● Problem to work on: In the material below, find the line that contains "Target: scooter front wheel" and the line that contains "Target: white building", then write out exactly those two lines and everything between them.

● Entries shown:
:::
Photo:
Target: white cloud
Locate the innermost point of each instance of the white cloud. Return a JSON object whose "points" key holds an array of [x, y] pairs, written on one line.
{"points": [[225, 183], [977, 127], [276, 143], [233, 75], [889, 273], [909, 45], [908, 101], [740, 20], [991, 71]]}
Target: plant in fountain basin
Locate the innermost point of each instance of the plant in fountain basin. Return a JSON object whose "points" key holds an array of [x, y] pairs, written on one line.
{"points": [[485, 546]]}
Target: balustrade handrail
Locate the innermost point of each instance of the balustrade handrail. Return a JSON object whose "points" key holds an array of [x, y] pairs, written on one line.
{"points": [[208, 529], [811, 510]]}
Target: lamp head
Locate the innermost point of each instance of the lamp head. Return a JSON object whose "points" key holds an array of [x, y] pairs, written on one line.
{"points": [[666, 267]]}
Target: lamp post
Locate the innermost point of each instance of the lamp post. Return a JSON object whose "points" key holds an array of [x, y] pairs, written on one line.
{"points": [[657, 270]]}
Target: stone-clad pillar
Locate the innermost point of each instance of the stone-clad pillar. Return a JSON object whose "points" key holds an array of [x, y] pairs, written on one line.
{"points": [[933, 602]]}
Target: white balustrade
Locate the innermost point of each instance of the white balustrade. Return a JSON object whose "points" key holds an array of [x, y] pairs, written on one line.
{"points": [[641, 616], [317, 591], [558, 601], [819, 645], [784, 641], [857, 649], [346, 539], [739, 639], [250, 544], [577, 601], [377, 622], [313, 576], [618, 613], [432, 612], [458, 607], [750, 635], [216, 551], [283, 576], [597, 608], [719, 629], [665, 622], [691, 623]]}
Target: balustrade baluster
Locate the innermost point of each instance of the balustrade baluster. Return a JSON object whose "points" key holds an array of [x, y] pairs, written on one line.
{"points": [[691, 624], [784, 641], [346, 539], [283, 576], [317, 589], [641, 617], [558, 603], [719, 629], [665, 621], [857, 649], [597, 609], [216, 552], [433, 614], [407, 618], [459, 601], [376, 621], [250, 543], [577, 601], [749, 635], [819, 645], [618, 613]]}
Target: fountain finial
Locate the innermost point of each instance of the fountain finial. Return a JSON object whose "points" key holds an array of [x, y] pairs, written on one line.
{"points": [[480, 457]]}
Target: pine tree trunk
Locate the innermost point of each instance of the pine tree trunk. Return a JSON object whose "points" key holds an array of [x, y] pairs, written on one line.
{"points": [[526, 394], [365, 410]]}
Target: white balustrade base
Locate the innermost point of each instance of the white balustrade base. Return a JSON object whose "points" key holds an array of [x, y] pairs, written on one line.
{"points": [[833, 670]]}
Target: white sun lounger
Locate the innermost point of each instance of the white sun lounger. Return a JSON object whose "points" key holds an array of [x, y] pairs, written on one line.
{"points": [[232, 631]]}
:::
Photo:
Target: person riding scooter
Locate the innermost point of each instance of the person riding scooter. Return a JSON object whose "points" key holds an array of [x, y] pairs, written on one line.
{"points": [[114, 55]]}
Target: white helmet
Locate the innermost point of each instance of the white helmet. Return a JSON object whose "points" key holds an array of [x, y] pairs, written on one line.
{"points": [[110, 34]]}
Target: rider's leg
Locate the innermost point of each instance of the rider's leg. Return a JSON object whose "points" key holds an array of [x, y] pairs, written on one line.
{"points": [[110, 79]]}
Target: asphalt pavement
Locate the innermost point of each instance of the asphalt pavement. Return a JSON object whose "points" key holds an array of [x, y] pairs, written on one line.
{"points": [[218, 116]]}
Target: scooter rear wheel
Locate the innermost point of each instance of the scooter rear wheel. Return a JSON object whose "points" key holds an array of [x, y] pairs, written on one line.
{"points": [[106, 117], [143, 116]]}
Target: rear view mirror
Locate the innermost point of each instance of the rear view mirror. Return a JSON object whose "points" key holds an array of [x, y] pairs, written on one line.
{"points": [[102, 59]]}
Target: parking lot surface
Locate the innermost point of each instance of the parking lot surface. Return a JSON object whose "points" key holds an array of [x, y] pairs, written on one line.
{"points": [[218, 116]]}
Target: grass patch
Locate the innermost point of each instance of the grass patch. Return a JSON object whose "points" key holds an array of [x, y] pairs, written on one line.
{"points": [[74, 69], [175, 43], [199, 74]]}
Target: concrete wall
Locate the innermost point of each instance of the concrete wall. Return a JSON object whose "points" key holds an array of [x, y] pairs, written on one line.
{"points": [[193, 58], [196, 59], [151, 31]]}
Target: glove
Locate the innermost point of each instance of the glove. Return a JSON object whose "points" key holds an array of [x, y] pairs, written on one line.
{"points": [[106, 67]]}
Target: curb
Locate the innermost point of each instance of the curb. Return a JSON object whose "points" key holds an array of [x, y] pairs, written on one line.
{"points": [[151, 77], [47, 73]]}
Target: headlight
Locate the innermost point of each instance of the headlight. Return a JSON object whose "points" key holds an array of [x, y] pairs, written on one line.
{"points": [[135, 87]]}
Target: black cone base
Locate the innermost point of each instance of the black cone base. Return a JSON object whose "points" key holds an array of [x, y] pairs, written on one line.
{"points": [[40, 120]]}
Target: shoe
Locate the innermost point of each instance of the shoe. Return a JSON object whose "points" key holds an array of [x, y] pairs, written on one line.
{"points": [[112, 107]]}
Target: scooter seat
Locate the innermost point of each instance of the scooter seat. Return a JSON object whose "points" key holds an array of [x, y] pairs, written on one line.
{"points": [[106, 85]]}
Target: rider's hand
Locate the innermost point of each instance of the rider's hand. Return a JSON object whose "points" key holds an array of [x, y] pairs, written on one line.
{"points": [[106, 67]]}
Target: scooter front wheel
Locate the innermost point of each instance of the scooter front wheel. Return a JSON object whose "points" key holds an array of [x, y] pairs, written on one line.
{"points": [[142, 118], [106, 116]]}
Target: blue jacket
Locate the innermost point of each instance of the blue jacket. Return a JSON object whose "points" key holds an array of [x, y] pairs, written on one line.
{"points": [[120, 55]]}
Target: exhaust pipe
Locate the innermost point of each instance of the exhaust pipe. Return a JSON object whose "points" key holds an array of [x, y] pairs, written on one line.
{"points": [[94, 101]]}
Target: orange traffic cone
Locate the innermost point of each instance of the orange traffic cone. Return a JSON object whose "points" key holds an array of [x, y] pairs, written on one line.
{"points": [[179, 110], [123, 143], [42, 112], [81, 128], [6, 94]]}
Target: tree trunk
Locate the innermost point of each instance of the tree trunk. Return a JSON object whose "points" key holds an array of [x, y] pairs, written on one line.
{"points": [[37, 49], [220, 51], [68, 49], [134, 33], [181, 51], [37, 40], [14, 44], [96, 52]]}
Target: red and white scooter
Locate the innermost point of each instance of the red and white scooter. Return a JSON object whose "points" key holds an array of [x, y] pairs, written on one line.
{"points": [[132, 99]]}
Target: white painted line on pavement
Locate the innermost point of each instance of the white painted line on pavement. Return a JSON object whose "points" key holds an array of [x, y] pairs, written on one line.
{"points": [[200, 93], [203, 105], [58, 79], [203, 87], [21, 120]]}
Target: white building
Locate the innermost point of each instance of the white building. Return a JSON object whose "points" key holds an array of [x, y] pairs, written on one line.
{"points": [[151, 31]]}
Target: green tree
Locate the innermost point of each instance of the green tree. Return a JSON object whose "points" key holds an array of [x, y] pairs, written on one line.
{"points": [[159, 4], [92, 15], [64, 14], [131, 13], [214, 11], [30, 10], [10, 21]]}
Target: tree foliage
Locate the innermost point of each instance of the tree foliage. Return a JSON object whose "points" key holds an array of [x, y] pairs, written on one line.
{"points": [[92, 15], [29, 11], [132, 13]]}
:::
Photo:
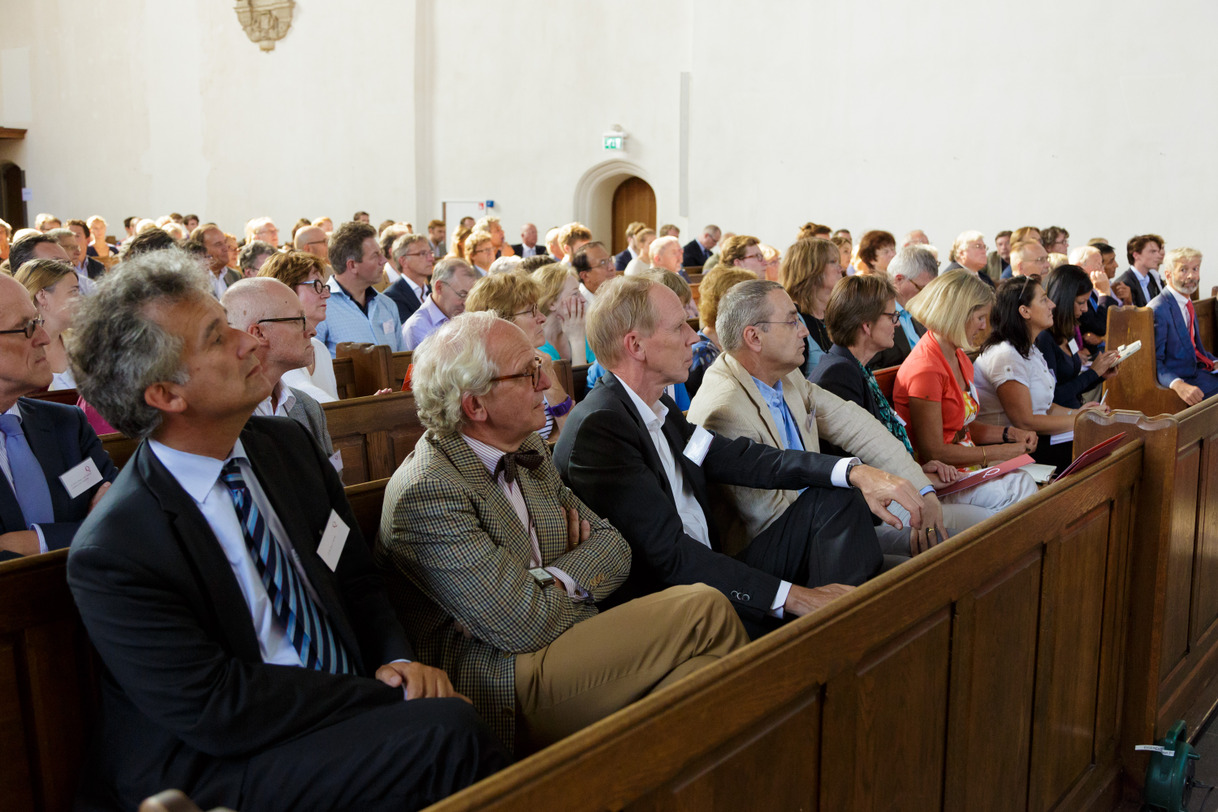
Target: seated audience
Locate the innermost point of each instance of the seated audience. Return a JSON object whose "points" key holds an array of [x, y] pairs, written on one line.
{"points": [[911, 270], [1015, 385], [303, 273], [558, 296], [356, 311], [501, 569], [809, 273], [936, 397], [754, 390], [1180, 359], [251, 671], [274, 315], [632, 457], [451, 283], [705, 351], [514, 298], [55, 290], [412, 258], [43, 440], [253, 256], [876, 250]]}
:::
● Result of this task:
Target: scooter front wheel
Locate the innermost point of each instance of the scooter front wheel. Return a JSON object whose "points" key holds an array of [x, y] pairs, written on one line.
{"points": [[142, 118], [106, 116]]}
Target: blue jacket
Locate the innermost point of each instance of the blue jacket. Return a JSON object whose "points" key holds an array of [x, y] pairs, written on one line.
{"points": [[120, 55]]}
Target: exhaust pipe
Locate the innermost point of each instance of the exhaust pipe. Return a JSON object whose "points" key holds an array of [x, y] pairs, written on one line.
{"points": [[94, 101]]}
Target: orange traffic cone
Locate the innermost point of each instance of the orange traffic cone. Return a JSON object whose "points" key holds an array of [x, y] pairs, written on one line.
{"points": [[179, 110], [123, 143], [42, 112], [81, 128], [6, 94]]}
Target: tree trunk
Locate the innermost point of each instance of the tree trunk. Return a JSON object whose "points" key holds an array of [x, y] pairs, written on one line.
{"points": [[37, 49], [220, 51], [68, 49], [134, 33], [181, 51], [37, 40], [14, 44], [96, 52]]}
Target: red and white scooter
Locate the innermost point of each instance of the red and white scooter. Return a JSON object whose "points" key holds an array of [x, y] pairs, written on one line.
{"points": [[132, 99]]}
Target: white painted line on pavement
Locate the innermost point of each instance of the white painted line on pavement. Return a JSON object whose "points" key holds an array of [x, y] pairs, written on one line.
{"points": [[200, 93], [203, 105], [58, 79], [203, 87], [21, 120]]}
Target: white building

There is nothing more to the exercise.